WORK REQUEST: Within the records that follow, find every line containing the string "trunk". Copy those lines.

DATA TO EXAMINE:

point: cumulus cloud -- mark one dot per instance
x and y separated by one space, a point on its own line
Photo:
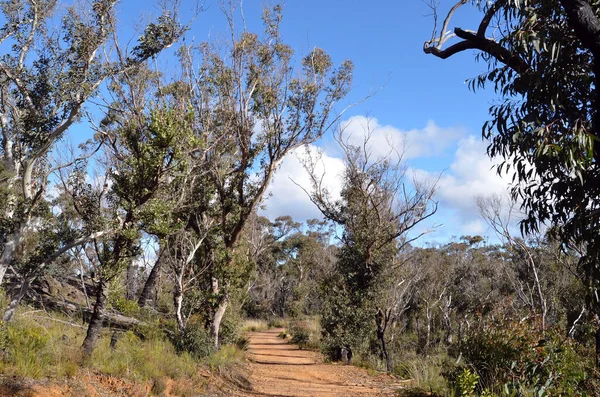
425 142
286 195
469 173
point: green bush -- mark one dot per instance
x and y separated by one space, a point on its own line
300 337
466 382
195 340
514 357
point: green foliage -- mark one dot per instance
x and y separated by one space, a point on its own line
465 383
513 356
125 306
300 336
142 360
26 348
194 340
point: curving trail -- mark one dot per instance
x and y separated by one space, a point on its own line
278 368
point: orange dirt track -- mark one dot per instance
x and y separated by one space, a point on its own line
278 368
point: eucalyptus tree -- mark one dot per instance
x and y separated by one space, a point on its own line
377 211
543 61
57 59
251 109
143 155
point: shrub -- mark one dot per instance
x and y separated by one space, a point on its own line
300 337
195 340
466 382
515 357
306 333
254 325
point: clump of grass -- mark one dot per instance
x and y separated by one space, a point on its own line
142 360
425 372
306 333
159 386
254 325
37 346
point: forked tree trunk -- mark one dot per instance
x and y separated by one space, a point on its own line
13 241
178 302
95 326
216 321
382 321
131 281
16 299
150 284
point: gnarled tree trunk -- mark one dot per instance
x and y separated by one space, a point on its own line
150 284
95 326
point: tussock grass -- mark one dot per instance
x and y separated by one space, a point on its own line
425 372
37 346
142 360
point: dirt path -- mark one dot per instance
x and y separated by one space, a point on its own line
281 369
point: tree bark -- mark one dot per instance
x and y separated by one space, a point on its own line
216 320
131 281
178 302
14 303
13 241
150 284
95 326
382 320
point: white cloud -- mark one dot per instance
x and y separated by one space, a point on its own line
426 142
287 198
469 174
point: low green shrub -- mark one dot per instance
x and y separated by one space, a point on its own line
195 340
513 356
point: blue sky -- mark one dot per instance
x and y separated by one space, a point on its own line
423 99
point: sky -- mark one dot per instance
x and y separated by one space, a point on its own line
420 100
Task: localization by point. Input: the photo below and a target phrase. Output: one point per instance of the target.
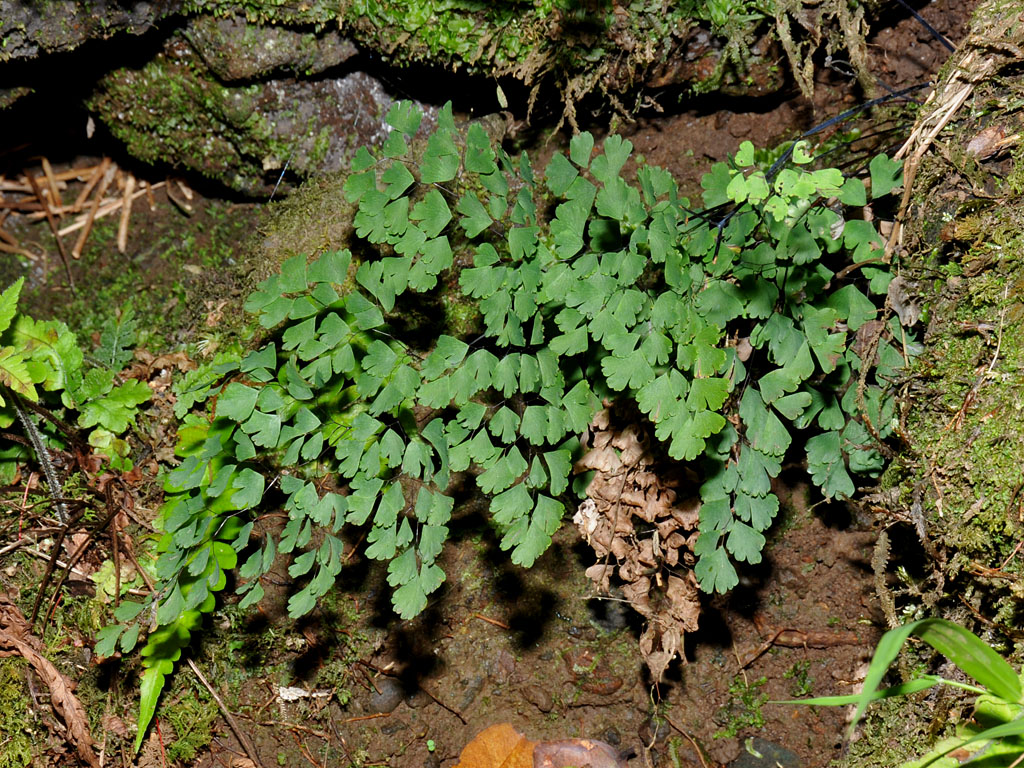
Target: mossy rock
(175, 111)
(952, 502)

...

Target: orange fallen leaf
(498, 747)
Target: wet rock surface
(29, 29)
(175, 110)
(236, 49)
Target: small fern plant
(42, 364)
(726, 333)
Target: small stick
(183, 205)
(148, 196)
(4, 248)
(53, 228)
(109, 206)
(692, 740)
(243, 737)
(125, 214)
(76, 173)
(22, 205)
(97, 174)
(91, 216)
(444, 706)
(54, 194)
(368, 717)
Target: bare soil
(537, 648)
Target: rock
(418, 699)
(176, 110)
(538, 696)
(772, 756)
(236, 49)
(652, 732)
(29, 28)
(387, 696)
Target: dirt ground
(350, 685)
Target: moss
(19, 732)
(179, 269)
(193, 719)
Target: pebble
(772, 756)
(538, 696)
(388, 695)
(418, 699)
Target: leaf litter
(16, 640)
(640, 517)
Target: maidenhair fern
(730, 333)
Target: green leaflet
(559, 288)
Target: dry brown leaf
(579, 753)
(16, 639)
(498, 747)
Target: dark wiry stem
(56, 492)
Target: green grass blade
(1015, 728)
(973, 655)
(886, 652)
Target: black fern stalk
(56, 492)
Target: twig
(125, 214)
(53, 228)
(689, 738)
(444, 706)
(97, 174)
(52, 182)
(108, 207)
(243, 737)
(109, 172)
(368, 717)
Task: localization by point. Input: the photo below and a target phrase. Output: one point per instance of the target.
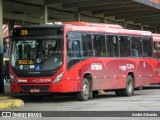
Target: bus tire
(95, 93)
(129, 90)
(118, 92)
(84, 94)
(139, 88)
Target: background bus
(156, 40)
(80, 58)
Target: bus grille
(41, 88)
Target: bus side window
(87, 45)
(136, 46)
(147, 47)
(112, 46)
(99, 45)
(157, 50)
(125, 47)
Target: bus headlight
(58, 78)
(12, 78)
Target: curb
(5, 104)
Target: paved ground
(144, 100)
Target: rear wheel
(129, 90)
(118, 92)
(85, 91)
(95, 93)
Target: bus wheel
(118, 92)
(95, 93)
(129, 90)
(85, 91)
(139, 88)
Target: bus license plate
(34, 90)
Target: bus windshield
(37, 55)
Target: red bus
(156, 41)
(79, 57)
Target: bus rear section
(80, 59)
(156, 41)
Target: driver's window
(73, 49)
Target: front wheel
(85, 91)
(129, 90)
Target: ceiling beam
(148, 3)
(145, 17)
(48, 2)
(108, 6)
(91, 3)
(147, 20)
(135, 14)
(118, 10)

...

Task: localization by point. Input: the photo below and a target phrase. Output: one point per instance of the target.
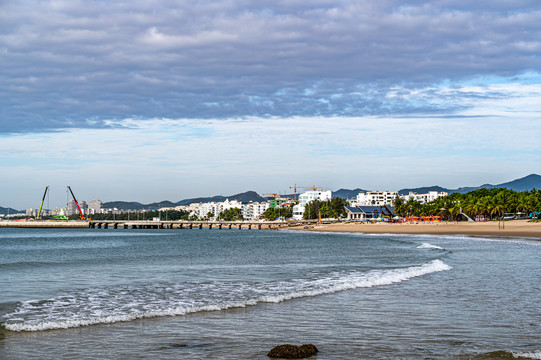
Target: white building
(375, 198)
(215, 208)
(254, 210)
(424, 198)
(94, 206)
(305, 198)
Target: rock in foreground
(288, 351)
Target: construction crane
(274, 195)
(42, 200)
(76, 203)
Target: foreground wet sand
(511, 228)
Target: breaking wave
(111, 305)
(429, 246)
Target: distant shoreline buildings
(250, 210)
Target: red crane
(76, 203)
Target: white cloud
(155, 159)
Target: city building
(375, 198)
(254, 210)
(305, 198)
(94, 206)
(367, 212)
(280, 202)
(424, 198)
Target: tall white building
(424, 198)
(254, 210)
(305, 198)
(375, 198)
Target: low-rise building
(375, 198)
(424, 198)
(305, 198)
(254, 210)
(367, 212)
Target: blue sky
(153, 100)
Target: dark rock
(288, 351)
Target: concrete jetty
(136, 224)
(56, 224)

EXERCISE OUTPUT:
point: forked tree trunk -- mark one dot per instance
point: gnarled tree trunk -- mark one dot per instance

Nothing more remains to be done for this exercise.